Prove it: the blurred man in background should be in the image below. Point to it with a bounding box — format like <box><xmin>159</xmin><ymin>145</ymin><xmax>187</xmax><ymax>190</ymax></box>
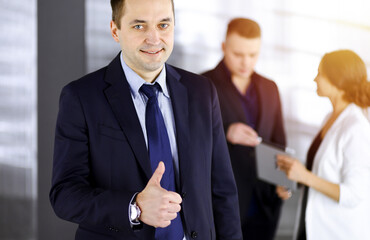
<box><xmin>203</xmin><ymin>18</ymin><xmax>289</xmax><ymax>240</ymax></box>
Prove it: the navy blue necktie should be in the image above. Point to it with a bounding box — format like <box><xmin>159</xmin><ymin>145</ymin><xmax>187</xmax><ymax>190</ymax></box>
<box><xmin>140</xmin><ymin>83</ymin><xmax>184</xmax><ymax>240</ymax></box>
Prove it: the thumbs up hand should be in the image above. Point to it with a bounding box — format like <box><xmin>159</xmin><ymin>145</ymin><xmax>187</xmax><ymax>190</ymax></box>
<box><xmin>136</xmin><ymin>162</ymin><xmax>182</xmax><ymax>228</ymax></box>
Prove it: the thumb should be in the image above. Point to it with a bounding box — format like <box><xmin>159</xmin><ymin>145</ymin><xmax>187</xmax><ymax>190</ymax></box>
<box><xmin>243</xmin><ymin>125</ymin><xmax>258</xmax><ymax>137</ymax></box>
<box><xmin>148</xmin><ymin>161</ymin><xmax>165</xmax><ymax>186</ymax></box>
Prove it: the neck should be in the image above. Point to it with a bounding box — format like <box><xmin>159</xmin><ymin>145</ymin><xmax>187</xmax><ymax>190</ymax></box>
<box><xmin>330</xmin><ymin>95</ymin><xmax>350</xmax><ymax>117</ymax></box>
<box><xmin>320</xmin><ymin>96</ymin><xmax>350</xmax><ymax>138</ymax></box>
<box><xmin>122</xmin><ymin>56</ymin><xmax>164</xmax><ymax>83</ymax></box>
<box><xmin>140</xmin><ymin>70</ymin><xmax>162</xmax><ymax>83</ymax></box>
<box><xmin>231</xmin><ymin>75</ymin><xmax>251</xmax><ymax>95</ymax></box>
<box><xmin>132</xmin><ymin>65</ymin><xmax>163</xmax><ymax>83</ymax></box>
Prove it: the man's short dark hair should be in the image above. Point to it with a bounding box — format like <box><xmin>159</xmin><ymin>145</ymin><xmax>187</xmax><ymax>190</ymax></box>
<box><xmin>226</xmin><ymin>18</ymin><xmax>261</xmax><ymax>39</ymax></box>
<box><xmin>110</xmin><ymin>0</ymin><xmax>175</xmax><ymax>29</ymax></box>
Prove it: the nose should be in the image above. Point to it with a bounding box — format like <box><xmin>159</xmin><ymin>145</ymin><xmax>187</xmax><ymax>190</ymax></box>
<box><xmin>314</xmin><ymin>75</ymin><xmax>318</xmax><ymax>82</ymax></box>
<box><xmin>145</xmin><ymin>28</ymin><xmax>160</xmax><ymax>45</ymax></box>
<box><xmin>241</xmin><ymin>56</ymin><xmax>251</xmax><ymax>68</ymax></box>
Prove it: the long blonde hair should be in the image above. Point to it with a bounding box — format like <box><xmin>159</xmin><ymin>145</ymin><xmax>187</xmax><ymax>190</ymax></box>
<box><xmin>320</xmin><ymin>50</ymin><xmax>370</xmax><ymax>108</ymax></box>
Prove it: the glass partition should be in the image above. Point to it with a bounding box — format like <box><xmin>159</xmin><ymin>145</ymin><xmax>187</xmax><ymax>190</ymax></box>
<box><xmin>0</xmin><ymin>1</ymin><xmax>37</xmax><ymax>239</ymax></box>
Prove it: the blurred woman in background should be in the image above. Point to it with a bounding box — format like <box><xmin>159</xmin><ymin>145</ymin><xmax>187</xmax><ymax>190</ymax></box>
<box><xmin>277</xmin><ymin>50</ymin><xmax>370</xmax><ymax>240</ymax></box>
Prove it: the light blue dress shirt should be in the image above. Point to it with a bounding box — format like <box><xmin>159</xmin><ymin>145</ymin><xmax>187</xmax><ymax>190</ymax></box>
<box><xmin>120</xmin><ymin>53</ymin><xmax>180</xmax><ymax>182</ymax></box>
<box><xmin>120</xmin><ymin>54</ymin><xmax>186</xmax><ymax>240</ymax></box>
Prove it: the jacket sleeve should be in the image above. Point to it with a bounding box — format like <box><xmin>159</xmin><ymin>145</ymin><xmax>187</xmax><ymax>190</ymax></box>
<box><xmin>339</xmin><ymin>120</ymin><xmax>370</xmax><ymax>208</ymax></box>
<box><xmin>208</xmin><ymin>81</ymin><xmax>243</xmax><ymax>240</ymax></box>
<box><xmin>49</xmin><ymin>84</ymin><xmax>136</xmax><ymax>233</ymax></box>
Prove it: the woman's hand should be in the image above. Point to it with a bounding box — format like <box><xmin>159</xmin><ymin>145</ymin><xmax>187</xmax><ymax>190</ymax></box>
<box><xmin>276</xmin><ymin>154</ymin><xmax>309</xmax><ymax>185</ymax></box>
<box><xmin>277</xmin><ymin>154</ymin><xmax>340</xmax><ymax>202</ymax></box>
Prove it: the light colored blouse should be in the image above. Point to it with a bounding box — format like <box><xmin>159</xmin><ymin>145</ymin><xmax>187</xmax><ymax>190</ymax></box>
<box><xmin>305</xmin><ymin>103</ymin><xmax>370</xmax><ymax>240</ymax></box>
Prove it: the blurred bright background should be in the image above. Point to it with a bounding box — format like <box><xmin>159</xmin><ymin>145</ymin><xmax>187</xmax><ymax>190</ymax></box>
<box><xmin>1</xmin><ymin>0</ymin><xmax>369</xmax><ymax>239</ymax></box>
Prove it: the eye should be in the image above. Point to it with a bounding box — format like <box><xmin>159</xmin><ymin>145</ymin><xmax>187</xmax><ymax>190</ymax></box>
<box><xmin>159</xmin><ymin>23</ymin><xmax>169</xmax><ymax>29</ymax></box>
<box><xmin>133</xmin><ymin>25</ymin><xmax>143</xmax><ymax>30</ymax></box>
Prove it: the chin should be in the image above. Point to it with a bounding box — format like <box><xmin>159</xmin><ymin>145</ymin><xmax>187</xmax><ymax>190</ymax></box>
<box><xmin>143</xmin><ymin>62</ymin><xmax>164</xmax><ymax>72</ymax></box>
<box><xmin>238</xmin><ymin>73</ymin><xmax>252</xmax><ymax>79</ymax></box>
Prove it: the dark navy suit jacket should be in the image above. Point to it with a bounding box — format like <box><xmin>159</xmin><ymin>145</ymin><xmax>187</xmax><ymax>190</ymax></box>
<box><xmin>50</xmin><ymin>53</ymin><xmax>242</xmax><ymax>240</ymax></box>
<box><xmin>203</xmin><ymin>61</ymin><xmax>286</xmax><ymax>239</ymax></box>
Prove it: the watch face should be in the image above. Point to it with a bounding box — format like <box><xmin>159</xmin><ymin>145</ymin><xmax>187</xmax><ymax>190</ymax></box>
<box><xmin>130</xmin><ymin>205</ymin><xmax>138</xmax><ymax>221</ymax></box>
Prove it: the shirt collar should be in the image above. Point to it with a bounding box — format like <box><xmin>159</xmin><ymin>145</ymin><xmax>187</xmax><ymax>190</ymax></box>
<box><xmin>120</xmin><ymin>52</ymin><xmax>169</xmax><ymax>98</ymax></box>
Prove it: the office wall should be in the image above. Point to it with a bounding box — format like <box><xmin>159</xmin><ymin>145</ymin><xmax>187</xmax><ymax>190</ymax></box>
<box><xmin>0</xmin><ymin>1</ymin><xmax>37</xmax><ymax>239</ymax></box>
<box><xmin>37</xmin><ymin>0</ymin><xmax>85</xmax><ymax>239</ymax></box>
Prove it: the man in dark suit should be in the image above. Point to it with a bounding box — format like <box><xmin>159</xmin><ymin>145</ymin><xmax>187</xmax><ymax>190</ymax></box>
+-------+
__INSTRUCTIONS TO FOLLOW__
Restate every entry above word for word; no picture belongs in the copy.

__SOLUTION FOR THIS TASK__
Prove it: the blurred man in background should be in the image below. Point to it with a bounding box — format like <box><xmin>159</xmin><ymin>145</ymin><xmax>187</xmax><ymax>190</ymax></box>
<box><xmin>203</xmin><ymin>18</ymin><xmax>289</xmax><ymax>240</ymax></box>
Prove it: the navy blue necktie should be in the image above. Point to it with a bounding box — format like <box><xmin>159</xmin><ymin>145</ymin><xmax>187</xmax><ymax>190</ymax></box>
<box><xmin>140</xmin><ymin>83</ymin><xmax>184</xmax><ymax>240</ymax></box>
Prove it: the thumbs up hand should be in the image above. Point to it with a bounding box — format like <box><xmin>159</xmin><ymin>145</ymin><xmax>187</xmax><ymax>190</ymax></box>
<box><xmin>136</xmin><ymin>162</ymin><xmax>182</xmax><ymax>228</ymax></box>
Prove it: the thumb should be in the image above. Point to it with a bounding box — format like <box><xmin>159</xmin><ymin>145</ymin><xmax>187</xmax><ymax>190</ymax></box>
<box><xmin>243</xmin><ymin>125</ymin><xmax>258</xmax><ymax>137</ymax></box>
<box><xmin>148</xmin><ymin>161</ymin><xmax>165</xmax><ymax>186</ymax></box>
Prove it: the neck should be in the image above. Point to it with a bounding box — format like <box><xmin>159</xmin><ymin>145</ymin><xmax>187</xmax><ymax>190</ymax></box>
<box><xmin>330</xmin><ymin>95</ymin><xmax>350</xmax><ymax>117</ymax></box>
<box><xmin>320</xmin><ymin>96</ymin><xmax>350</xmax><ymax>138</ymax></box>
<box><xmin>122</xmin><ymin>56</ymin><xmax>164</xmax><ymax>83</ymax></box>
<box><xmin>140</xmin><ymin>70</ymin><xmax>162</xmax><ymax>83</ymax></box>
<box><xmin>231</xmin><ymin>75</ymin><xmax>251</xmax><ymax>95</ymax></box>
<box><xmin>132</xmin><ymin>65</ymin><xmax>163</xmax><ymax>83</ymax></box>
Prove it: the man's short dark hair should be in the image above. Point to it with a bounding box — format like <box><xmin>159</xmin><ymin>145</ymin><xmax>187</xmax><ymax>190</ymax></box>
<box><xmin>226</xmin><ymin>18</ymin><xmax>261</xmax><ymax>39</ymax></box>
<box><xmin>110</xmin><ymin>0</ymin><xmax>175</xmax><ymax>29</ymax></box>
Prove it: the nose should be in the image above. Point to it with a bounding box — format like <box><xmin>159</xmin><ymin>145</ymin><xmax>187</xmax><ymax>190</ymax></box>
<box><xmin>314</xmin><ymin>75</ymin><xmax>318</xmax><ymax>82</ymax></box>
<box><xmin>145</xmin><ymin>28</ymin><xmax>160</xmax><ymax>45</ymax></box>
<box><xmin>241</xmin><ymin>56</ymin><xmax>251</xmax><ymax>68</ymax></box>
Prove it: the long blonde hair should be in the image above. Point to it with a bounding box — format like <box><xmin>159</xmin><ymin>145</ymin><xmax>187</xmax><ymax>190</ymax></box>
<box><xmin>320</xmin><ymin>50</ymin><xmax>370</xmax><ymax>108</ymax></box>
Prove it: the glass partition should be in the image above. Point to it with a bounding box — format like <box><xmin>159</xmin><ymin>145</ymin><xmax>187</xmax><ymax>190</ymax></box>
<box><xmin>0</xmin><ymin>1</ymin><xmax>37</xmax><ymax>239</ymax></box>
Prove it: the blurred woman in background should be in the image above. Point to it with a bounding box — format like <box><xmin>159</xmin><ymin>145</ymin><xmax>187</xmax><ymax>190</ymax></box>
<box><xmin>277</xmin><ymin>50</ymin><xmax>370</xmax><ymax>240</ymax></box>
Prove it: the light blue dress shirt should be in the image above. Point to it with a bounding box — format like <box><xmin>159</xmin><ymin>145</ymin><xmax>187</xmax><ymax>190</ymax></box>
<box><xmin>120</xmin><ymin>53</ymin><xmax>180</xmax><ymax>182</ymax></box>
<box><xmin>120</xmin><ymin>54</ymin><xmax>186</xmax><ymax>240</ymax></box>
Prove it: the jacket sleeve should be in the image above. Point to it with a bounding box — format like <box><xmin>159</xmin><ymin>145</ymin><xmax>187</xmax><ymax>190</ymax></box>
<box><xmin>339</xmin><ymin>120</ymin><xmax>370</xmax><ymax>208</ymax></box>
<box><xmin>208</xmin><ymin>81</ymin><xmax>243</xmax><ymax>240</ymax></box>
<box><xmin>49</xmin><ymin>84</ymin><xmax>136</xmax><ymax>233</ymax></box>
Prove it: the woman's hand should be in the image above. Point to it with a bounding box — format like <box><xmin>159</xmin><ymin>145</ymin><xmax>187</xmax><ymax>190</ymax></box>
<box><xmin>276</xmin><ymin>154</ymin><xmax>309</xmax><ymax>185</ymax></box>
<box><xmin>277</xmin><ymin>154</ymin><xmax>340</xmax><ymax>202</ymax></box>
Prove it: the light colored blouse should be in the image above. Point to it with a bounding box — format like <box><xmin>159</xmin><ymin>145</ymin><xmax>187</xmax><ymax>190</ymax></box>
<box><xmin>305</xmin><ymin>103</ymin><xmax>370</xmax><ymax>240</ymax></box>
Prove it: the blurred bright background should be in the image above. Point to it with a bounding box — format like <box><xmin>159</xmin><ymin>145</ymin><xmax>187</xmax><ymax>190</ymax></box>
<box><xmin>1</xmin><ymin>0</ymin><xmax>369</xmax><ymax>239</ymax></box>
Prove it: the eye should be in the image above. Point to it with a bounding box — format like <box><xmin>159</xmin><ymin>145</ymin><xmax>187</xmax><ymax>190</ymax></box>
<box><xmin>159</xmin><ymin>23</ymin><xmax>169</xmax><ymax>29</ymax></box>
<box><xmin>133</xmin><ymin>25</ymin><xmax>143</xmax><ymax>30</ymax></box>
Prove it: the chin should be in the image above. Point to it with a bounding box — format like <box><xmin>159</xmin><ymin>145</ymin><xmax>187</xmax><ymax>190</ymax></box>
<box><xmin>143</xmin><ymin>62</ymin><xmax>164</xmax><ymax>72</ymax></box>
<box><xmin>238</xmin><ymin>73</ymin><xmax>252</xmax><ymax>79</ymax></box>
Prove it: the dark navy suit jacket should be in the image above. Point to it with a bounding box — format like <box><xmin>159</xmin><ymin>145</ymin><xmax>187</xmax><ymax>190</ymax></box>
<box><xmin>50</xmin><ymin>53</ymin><xmax>242</xmax><ymax>240</ymax></box>
<box><xmin>203</xmin><ymin>61</ymin><xmax>286</xmax><ymax>239</ymax></box>
Prove it: the watch face should be in the image above. Point to it with a bounding box — format like <box><xmin>159</xmin><ymin>145</ymin><xmax>187</xmax><ymax>190</ymax></box>
<box><xmin>130</xmin><ymin>205</ymin><xmax>138</xmax><ymax>221</ymax></box>
Prove it: the shirt collar should be in the image above. Point to it with a bounding box — format like <box><xmin>159</xmin><ymin>145</ymin><xmax>187</xmax><ymax>190</ymax></box>
<box><xmin>120</xmin><ymin>52</ymin><xmax>169</xmax><ymax>98</ymax></box>
Prove it: the office wall should be in the image above. Point to it with a bounding box — format like <box><xmin>159</xmin><ymin>145</ymin><xmax>187</xmax><ymax>190</ymax></box>
<box><xmin>0</xmin><ymin>1</ymin><xmax>37</xmax><ymax>239</ymax></box>
<box><xmin>37</xmin><ymin>0</ymin><xmax>85</xmax><ymax>239</ymax></box>
Prove it: the man in dark suit should be in the image above. Point to it with a bounding box — format like <box><xmin>159</xmin><ymin>145</ymin><xmax>187</xmax><ymax>190</ymax></box>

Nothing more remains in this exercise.